• [Selected passage]
General Question

Hollister0221's avatar

Sex before marriage or after?

Asked by Hollister0221 (502points) April 5th, 2008 from iPhone
Observing members: 0 Composing members: 0

31 Answers

blippio's avatar

sex always before marriage but never after.

Hollister0221's avatar

very true. LOL. Why is it guys are always looking for something different? Are we just not meant to be monogomous?

ishotthesheriff's avatar

after marriage.

samkusnetz's avatar

both, please.

nocountry2's avatar

don’t you think women feel the same way?you get back what you put into things…. Pun intended

Hollister0221's avatar

I have read that women cheat more than they admit that they do.

nocountry2's avatar

I don’t know about that – I would never cheat on my partner, I think it’s a sign of a much larger issue that needs to addressed, rather than ignored – but I thinks guys are in the clouds if they think just because they are sexually frustrated or wanting variety their partner doesn’t too. It’s all about openly and honestly communicating your needs.

lovelyy's avatar

i say after. i wish i would of waited.

Hollister0221's avatar

who cheats more women or men? I read that women cheat more than they admit

jrpowell's avatar

Does it really matter? Sex is a normal thing people do. I guess I just don’t see it being that big of a deal.

susanc's avatar

Both, of course, but you have to have the right attitude: that it’s friendly and delicious
rather than a big setup for tragedy and blame.

ishotthesheriff's avatar

not that big of deal?
sex is when two people become one flesh, religion or not.
people have degraded sex into “a normal thing people do”

lovelyy's avatar

great answer ishotthesheriff! i completely agree with you 100%
people usually just have “casual sex” and sex is supposed to be
something wonderful with someone you love.

Alina1235's avatar

I say both. I’ve been with my husband for over 6 years, and we still enjoy each other very much. If you love each other and attracted to each other, it doesn’t matter if it’s before or after, it just never stops, and even gets better with time ;)

• [What is asked] Write what comes next in the forum thread about sex before or after marriage, picking up after its last reply. The records that come next are from a different source than the forum thread.

• [Data rows]
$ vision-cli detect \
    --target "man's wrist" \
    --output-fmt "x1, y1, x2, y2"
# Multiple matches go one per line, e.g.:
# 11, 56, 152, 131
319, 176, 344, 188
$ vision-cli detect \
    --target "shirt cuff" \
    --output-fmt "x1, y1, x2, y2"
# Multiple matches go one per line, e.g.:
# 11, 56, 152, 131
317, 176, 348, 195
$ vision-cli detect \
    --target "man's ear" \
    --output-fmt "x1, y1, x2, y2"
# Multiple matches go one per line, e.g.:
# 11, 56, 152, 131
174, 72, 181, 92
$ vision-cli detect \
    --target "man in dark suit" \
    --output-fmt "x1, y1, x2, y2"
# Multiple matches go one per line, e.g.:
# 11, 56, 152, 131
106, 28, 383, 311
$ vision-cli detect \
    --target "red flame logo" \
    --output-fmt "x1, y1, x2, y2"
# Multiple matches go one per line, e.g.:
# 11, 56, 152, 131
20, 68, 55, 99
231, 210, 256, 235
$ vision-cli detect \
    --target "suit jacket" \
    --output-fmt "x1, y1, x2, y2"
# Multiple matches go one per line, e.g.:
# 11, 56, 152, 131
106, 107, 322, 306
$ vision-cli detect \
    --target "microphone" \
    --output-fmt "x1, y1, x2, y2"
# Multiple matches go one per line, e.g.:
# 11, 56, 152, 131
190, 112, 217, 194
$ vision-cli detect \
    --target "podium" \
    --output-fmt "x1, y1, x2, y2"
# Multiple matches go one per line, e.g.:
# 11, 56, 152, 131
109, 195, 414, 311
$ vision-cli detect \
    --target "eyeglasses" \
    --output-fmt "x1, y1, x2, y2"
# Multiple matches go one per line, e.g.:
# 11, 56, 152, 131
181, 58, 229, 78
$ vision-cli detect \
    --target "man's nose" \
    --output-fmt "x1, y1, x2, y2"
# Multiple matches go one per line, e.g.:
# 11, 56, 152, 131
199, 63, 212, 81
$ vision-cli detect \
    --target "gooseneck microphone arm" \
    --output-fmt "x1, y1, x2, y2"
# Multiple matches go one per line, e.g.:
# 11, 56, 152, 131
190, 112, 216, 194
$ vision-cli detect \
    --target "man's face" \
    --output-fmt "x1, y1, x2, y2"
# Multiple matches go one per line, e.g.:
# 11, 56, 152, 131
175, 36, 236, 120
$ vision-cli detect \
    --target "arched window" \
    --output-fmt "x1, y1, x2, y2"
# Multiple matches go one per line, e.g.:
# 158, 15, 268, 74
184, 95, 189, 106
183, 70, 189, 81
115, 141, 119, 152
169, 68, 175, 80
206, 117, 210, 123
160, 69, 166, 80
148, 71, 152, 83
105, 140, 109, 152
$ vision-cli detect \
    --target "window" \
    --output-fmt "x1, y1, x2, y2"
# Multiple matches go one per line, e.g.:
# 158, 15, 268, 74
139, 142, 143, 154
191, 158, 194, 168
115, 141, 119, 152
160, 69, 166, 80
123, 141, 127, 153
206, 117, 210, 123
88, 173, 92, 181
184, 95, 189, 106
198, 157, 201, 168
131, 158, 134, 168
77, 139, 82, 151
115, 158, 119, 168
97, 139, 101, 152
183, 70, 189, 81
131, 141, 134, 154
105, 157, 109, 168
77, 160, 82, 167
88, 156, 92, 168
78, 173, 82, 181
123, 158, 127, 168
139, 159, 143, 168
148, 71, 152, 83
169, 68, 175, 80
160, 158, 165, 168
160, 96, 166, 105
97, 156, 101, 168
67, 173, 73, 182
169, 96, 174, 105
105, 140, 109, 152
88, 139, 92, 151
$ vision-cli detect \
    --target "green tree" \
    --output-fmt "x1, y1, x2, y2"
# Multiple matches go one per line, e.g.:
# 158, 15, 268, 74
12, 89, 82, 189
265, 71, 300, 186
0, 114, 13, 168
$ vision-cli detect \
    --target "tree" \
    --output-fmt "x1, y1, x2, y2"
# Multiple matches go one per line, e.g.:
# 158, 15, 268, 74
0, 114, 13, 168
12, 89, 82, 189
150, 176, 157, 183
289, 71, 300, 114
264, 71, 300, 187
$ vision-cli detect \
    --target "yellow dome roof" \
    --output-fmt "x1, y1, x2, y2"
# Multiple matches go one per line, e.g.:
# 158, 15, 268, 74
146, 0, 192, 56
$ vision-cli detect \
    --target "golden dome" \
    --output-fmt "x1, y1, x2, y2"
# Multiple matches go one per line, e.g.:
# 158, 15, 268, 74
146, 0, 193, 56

• [Exercise output]
shared3's avatar

I disagree with ishotthesheriff and lovelyy. Sex is just sex. Humans are the only animals that put it on a pedestal. Most animals will do it in front of other people, will do it with different partners, etc. Monogamy and sex after marriage is due to evolution and human society. I’m not saying that’s bad tho…

Spargett's avatar

I say before. It’s certainly the smarter thing to do. But it’s up to the person what works best for them. The problem with attaching sex to marriage is that it changes people’s motivations for getting married.

All the Mormon people I know have, easily twice as many divorces than my non-religious aquantiances. Ironic isn’t? They’re also much more (generally) miserable people with deep rooted psychological issues. But now I’m straying off topic.

Clarky05's avatar

both if you love someone and they love you it is the best thing people can do to express their feelings of love and passion for each other. Sex can be labelled as “just sex” but it feels better and means so much more when you did it with someome who loves you and vice versa than just causual sex

breedmitch's avatar

This country won’t allow me to marry, so I guess only before.

ishotthesheriff's avatar

are you serious spargett? i’m pretty sure the reason mormons get divorced is because of the polygamy and how awful the men usually treat the women (i know a few mormons and it’s all i hear about)

it’s not about sex. so you’re saying it changes the motivation for getting married? right… so you mean to say having sex before marriage just to “test drive” isn’t the same kind of “motivation” you’re talking about?
my motivation to get married isn’t for the sex. it’s for love. truly.
animals do it like that b/c they’re…. guess what. ANIMALS.
oh hey evan, humans are animals too..
no.
G-d is what separates us from animals.
sex is sacred.
love is sacred.
why do you think girls have a harder time after having sex with a guy they “love” than the guy does if things don’t go well after the sex?
attachment…
pretty sure most animals don’t experience that.
animals have sex to reproduce.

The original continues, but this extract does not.